● **Yapılacak görevler**
1/ Geçim sıkıntısı yazısında "Kaybetsek de kazanırız" sözlerini içeren yerle açılıp "birer cep telefonu." ile kapanan bölümü, "cep telefonu" yerine "akıllı telefon" koyarak güncelleyip yeniden yaz.
2/ Geçim sıkıntısı yazısında rakamla yazılmış bütün sayıları, her birini yalnızca bir kez olmak üzere sırala.
3/ Geçim sıkıntısı ve helâl kazanç üzerine yazıyı kaldığı yerden devam ettir.

Kaybetsek de kazanırız

Çevremizdeki insanların çoğu, geçim sıkıntısından mustarip. Bunun iki nedeni olmalı. İlki doyumsuzluk: Refah düzeyimiz arttıkça, şu da olsun, bu da olsun doyumsuzluğundan dolayı; kazancımız, ihtiyaçlarımızı karşılamıyor. Olmazsa olmazlarımız çoğaldığı için, kazancımız hayatımızın ihtiyaçlarına yetmemekte.

1990 yılına kadar, değil taşradaki İstanbul’daki yaşayanların yüzde doksanının evinde, sabit telefon bile yoktu. Bugün, her birimizin elinde birer cep telefonu.

5 kişilik bir ailede ayda, ortalama 50 liradan 250 liraya kadar telefon gideri var. Evimizde kullandığımız elektrikli eşyaların bir listesini yapın. Bir de 1990 ve öncesinde evlerde bulunan elektrikli cihazların sayısı kaçtı, şimdiki kaç? Bu listeyi çoğaltabiliriz…
İkincisi kazancımıza haram karışması: Helal kazanmak, Müslüman’ın olmazsa olmazlarından çıktı maalesef. İnsanımızın çoğu, kazancının helâl olup olmadığına bakmaksızın; daha çok nasıl kazanabilirimin derdine düşmüş durumda. Helâl kazanç ortadan kalktığı için, bereket de ortadan kalkıyor. Bundan dolayıdır, ne kadar çok kazanç olursa olsun, geçim sıkıntısı bir türlü sona ermiyor.

Geçim sıkıntısının sona ermesi için önce, kazançlarımızı helâl yoldan elde etmenin yollarını bulmalıyız. Helâl kazancın yolu, doğruluktan ve hakkaniyetten geçmekte.

Ticaretimizde ne bahasına olursa olsun, doğruluktan ve hakkaniyetten sapmamalıyız. Yaptığımız ortaklıkta ve ticarette, her daim kendimizi karşımızdakinin yerine koyarak iş yaparsak, ticaretimizin bereketlendiğini göreceğiz.

● **Çıkarılan satırlar**

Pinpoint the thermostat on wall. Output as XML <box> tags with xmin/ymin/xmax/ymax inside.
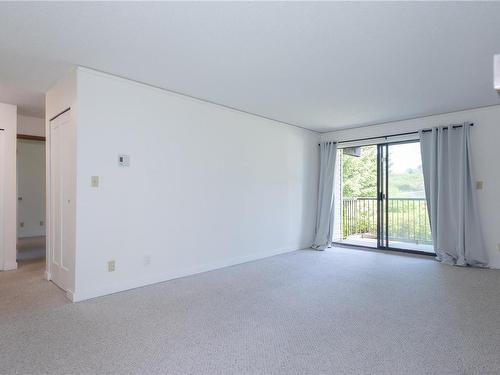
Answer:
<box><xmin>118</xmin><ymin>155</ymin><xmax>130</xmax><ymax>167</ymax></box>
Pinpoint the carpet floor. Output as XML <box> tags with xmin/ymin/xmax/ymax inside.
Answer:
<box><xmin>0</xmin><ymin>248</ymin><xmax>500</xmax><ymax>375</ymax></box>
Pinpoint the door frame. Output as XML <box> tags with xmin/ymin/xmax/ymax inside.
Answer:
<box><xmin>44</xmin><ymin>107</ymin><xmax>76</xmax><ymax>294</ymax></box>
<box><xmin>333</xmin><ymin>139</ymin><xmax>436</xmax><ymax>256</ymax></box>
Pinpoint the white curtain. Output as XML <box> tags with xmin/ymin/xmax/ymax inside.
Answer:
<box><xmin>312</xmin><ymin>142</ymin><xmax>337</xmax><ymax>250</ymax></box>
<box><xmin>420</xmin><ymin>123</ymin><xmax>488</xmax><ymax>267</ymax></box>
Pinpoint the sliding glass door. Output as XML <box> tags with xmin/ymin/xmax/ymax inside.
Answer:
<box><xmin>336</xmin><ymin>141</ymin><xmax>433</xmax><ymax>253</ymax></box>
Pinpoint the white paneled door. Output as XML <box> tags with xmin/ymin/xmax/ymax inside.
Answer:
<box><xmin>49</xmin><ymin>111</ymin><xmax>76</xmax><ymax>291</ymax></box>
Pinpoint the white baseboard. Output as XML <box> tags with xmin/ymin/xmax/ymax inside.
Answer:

--

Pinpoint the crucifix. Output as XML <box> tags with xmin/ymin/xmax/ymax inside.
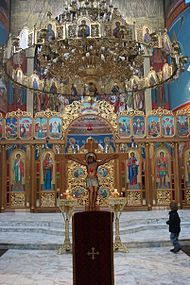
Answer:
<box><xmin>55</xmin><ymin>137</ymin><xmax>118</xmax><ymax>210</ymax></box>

● **Nihai sonuçlar**
1/
Kaybetsek de kazanırız

Çevremizdeki insanların çoğu, geçim sıkıntısından mustarip. Bunun iki nedeni olmalı. İlki doyumsuzluk: Refah düzeyimiz arttıkça, şu da olsun, bu da olsun doyumsuzluğundan dolayı; kazancımız, ihtiyaçlarımızı karşılamıyor. Olmazsa olmazlarımız çoğaldığı için, kazancımız hayatımızın ihtiyaçlarına yetmemekte.

1990 yılına kadar, değil taşradaki İstanbul’daki yaşayanların yüzde doksanının evinde, sabit telefon bile yoktu. Bugün, her birimizin elinde birer akıllı telefon.

2/ 1990, 5, 50, 250

3/
Tevhid Dergisi’ni çıkardığımız dönemde, dergimize abone olması vesilesiyle 1990 yılında tanıştığım, Âdem Üngür ile alış verişimizi, sizlerle paylaşmak istiyorum:

Âdem Kardeşim 1996’da ‘Avrupa’dan getireceğimiz tv, teyp vb teknik malzemelerden yapacağımız ticaretin kârını, ayda bir tespit edeceğim (eğer zarar olursa aynı oranda) ve senin hissene düşen miktarı vereceğim’ dedi. Kabul edip 10 bin mark verdim. Yanlış hatırlamıyorsam ayda ortalama 200 mark veriyordu. Bu böyle yaklaşık iki sene kadar sürdü.

İki senenin sonunda, Âdem Ağabey, “ya miktarı 50 bin marka çıkarmamı, ya da ayrılmamı teklif etti. Kabul edip verdim. Aramızda bir sözleşme imzaladık.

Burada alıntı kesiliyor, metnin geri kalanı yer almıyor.